*About this exercise:*
Write out, from the entries below, exactly the lines that run between the lines holding "# rows come back like column 51, row 264" and "# rows come back like column 551, row 101", inclusive, and stop there.

*Material shown:*

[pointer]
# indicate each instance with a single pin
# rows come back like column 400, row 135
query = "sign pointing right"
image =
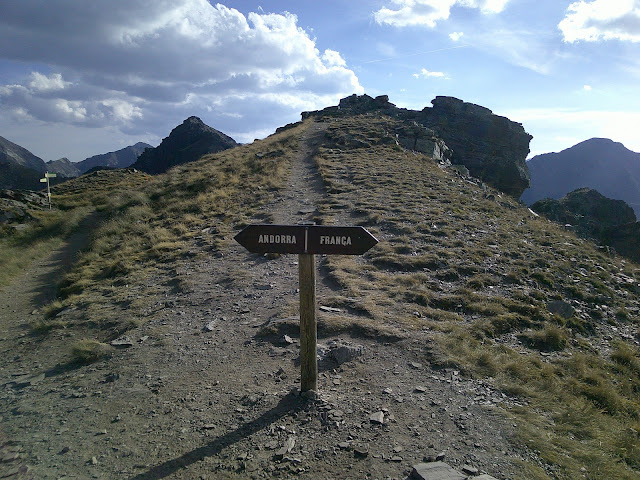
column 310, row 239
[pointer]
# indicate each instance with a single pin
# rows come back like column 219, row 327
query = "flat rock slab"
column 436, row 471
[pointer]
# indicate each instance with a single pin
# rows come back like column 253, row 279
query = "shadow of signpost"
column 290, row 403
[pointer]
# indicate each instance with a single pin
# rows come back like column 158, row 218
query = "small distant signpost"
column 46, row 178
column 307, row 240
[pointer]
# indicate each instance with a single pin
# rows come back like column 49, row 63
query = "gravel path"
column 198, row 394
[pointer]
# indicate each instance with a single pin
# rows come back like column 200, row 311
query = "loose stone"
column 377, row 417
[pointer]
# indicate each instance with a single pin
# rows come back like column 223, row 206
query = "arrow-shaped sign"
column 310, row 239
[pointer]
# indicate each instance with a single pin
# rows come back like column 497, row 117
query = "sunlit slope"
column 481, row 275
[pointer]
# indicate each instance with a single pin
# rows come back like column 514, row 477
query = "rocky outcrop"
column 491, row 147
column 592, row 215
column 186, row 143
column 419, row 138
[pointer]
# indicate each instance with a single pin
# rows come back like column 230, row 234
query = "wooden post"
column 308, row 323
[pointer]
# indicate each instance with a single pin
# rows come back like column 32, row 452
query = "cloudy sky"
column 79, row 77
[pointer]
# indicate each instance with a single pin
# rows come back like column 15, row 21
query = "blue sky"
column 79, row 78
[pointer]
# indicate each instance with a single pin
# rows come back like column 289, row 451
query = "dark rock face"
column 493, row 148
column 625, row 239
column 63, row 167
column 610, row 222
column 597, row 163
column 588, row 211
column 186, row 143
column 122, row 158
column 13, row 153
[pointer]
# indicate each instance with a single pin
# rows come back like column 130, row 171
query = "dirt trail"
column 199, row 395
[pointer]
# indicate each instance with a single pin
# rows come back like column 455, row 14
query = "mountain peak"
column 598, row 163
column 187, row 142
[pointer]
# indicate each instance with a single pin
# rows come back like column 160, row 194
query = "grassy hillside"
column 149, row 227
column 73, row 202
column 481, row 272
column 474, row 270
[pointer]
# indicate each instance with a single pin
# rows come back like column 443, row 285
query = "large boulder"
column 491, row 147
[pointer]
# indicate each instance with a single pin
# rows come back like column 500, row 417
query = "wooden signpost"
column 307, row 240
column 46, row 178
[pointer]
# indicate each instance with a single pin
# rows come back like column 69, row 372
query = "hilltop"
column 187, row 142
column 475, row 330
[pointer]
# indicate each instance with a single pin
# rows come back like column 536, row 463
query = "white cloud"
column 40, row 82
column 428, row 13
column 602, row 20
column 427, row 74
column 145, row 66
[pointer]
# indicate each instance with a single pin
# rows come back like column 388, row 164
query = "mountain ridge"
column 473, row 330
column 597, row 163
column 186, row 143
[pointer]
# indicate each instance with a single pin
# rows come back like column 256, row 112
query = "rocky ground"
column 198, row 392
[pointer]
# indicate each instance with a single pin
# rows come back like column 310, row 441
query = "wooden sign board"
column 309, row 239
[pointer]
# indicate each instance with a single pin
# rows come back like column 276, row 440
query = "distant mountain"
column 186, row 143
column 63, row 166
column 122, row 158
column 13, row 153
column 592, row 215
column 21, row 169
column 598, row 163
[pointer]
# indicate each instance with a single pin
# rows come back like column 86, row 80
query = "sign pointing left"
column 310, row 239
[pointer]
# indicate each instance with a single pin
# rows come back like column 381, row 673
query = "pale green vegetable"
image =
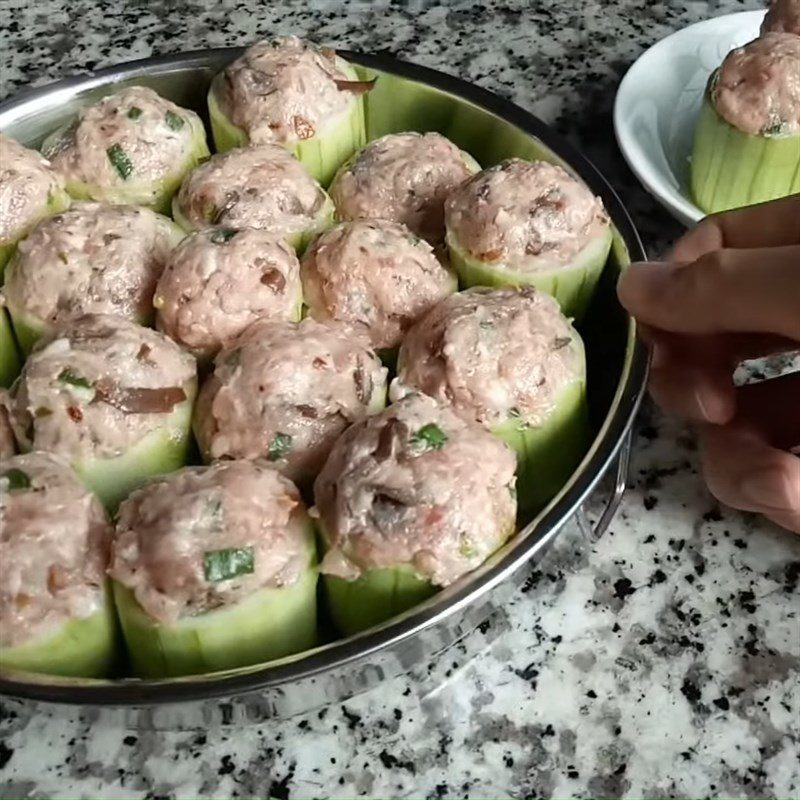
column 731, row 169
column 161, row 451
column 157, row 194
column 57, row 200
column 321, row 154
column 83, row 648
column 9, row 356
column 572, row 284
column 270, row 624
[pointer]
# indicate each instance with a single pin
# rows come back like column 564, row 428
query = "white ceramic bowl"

* * *

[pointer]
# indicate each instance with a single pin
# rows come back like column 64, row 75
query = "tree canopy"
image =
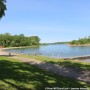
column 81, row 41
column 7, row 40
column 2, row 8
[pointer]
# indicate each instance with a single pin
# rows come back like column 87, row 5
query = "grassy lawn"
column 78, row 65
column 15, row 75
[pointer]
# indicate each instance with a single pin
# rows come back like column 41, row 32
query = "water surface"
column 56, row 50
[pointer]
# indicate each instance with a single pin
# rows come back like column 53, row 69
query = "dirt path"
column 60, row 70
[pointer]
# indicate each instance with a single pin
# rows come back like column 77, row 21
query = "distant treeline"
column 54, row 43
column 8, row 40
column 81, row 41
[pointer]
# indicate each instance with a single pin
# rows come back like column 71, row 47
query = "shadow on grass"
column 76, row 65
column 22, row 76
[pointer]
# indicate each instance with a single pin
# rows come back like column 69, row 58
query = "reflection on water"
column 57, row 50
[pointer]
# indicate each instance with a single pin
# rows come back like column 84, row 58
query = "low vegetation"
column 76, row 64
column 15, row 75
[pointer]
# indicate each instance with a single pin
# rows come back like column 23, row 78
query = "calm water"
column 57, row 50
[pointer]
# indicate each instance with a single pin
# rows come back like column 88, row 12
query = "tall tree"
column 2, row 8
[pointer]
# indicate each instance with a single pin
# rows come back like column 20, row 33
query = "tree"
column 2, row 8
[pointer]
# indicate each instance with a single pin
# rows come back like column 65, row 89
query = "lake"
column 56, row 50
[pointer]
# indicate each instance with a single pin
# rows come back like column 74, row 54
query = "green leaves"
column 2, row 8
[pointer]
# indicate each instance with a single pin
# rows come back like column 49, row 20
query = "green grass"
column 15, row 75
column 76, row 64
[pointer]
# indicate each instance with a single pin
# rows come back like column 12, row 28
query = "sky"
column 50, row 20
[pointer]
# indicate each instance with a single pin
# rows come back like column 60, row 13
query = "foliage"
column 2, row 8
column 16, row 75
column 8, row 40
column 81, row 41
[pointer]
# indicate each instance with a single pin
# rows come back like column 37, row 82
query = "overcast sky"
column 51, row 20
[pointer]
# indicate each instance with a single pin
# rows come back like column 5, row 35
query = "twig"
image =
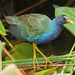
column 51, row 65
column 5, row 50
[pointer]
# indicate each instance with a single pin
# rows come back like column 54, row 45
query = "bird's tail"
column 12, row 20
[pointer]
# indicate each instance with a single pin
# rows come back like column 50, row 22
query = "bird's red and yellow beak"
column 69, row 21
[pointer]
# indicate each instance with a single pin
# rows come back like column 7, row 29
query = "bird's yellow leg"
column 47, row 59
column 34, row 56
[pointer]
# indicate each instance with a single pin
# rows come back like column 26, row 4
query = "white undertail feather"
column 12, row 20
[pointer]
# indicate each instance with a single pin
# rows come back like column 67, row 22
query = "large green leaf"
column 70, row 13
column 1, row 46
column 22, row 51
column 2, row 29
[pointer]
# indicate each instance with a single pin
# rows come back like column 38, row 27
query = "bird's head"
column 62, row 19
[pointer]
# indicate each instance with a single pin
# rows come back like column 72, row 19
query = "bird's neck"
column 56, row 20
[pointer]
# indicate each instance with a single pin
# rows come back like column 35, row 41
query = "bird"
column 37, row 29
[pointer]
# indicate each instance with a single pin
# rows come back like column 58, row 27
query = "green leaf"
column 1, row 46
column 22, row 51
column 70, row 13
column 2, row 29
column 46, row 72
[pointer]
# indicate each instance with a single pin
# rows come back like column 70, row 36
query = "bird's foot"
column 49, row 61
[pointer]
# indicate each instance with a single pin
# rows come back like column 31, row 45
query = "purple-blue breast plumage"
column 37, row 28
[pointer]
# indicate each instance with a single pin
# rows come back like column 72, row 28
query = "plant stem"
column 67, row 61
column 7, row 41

--

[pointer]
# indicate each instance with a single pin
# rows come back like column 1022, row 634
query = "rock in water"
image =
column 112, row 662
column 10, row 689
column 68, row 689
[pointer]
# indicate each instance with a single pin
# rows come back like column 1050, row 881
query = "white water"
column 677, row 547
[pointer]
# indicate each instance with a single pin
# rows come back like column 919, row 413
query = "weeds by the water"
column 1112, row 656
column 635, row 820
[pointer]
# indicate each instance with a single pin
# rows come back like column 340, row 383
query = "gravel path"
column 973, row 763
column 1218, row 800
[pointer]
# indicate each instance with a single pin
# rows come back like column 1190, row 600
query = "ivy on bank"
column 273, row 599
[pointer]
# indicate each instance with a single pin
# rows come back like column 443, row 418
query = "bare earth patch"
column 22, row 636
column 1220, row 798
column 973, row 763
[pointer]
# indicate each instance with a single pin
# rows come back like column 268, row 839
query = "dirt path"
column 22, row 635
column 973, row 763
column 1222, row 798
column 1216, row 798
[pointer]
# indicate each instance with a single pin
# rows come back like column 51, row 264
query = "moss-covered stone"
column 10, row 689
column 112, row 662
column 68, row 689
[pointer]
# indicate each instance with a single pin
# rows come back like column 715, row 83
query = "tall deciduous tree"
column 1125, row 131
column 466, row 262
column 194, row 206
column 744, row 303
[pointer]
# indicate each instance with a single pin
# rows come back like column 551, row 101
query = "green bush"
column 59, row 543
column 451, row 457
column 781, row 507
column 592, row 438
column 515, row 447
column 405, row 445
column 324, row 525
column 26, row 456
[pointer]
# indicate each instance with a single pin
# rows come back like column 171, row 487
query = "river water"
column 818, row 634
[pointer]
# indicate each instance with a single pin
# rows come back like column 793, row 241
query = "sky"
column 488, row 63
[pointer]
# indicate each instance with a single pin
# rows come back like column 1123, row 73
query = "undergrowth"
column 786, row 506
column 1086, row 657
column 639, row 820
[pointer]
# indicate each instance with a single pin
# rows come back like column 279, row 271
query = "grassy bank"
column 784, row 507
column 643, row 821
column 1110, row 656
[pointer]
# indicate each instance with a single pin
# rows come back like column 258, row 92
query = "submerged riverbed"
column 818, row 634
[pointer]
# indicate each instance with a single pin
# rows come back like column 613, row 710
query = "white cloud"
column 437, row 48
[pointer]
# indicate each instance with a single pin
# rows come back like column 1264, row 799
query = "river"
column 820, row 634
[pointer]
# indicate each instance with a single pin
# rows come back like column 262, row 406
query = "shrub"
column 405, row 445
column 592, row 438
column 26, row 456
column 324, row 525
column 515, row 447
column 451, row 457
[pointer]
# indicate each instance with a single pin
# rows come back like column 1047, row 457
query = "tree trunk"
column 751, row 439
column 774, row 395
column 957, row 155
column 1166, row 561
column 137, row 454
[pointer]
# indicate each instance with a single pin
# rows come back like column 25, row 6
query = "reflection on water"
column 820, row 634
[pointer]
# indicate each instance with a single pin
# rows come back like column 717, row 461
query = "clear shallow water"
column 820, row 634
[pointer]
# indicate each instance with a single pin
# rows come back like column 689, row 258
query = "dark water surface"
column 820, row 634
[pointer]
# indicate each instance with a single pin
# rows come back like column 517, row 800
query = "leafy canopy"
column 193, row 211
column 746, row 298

*Reply:*
# rows come back like column 51, row 264
query = "moss-covered stone"
column 10, row 689
column 112, row 662
column 68, row 689
[pointer]
# indicate each instance with a single pin
# rows come back like column 715, row 83
query = "tall deciduous tree"
column 1125, row 131
column 466, row 262
column 194, row 206
column 744, row 303
[pointer]
# indicate each instance with a single pin
# rows come back like column 551, row 101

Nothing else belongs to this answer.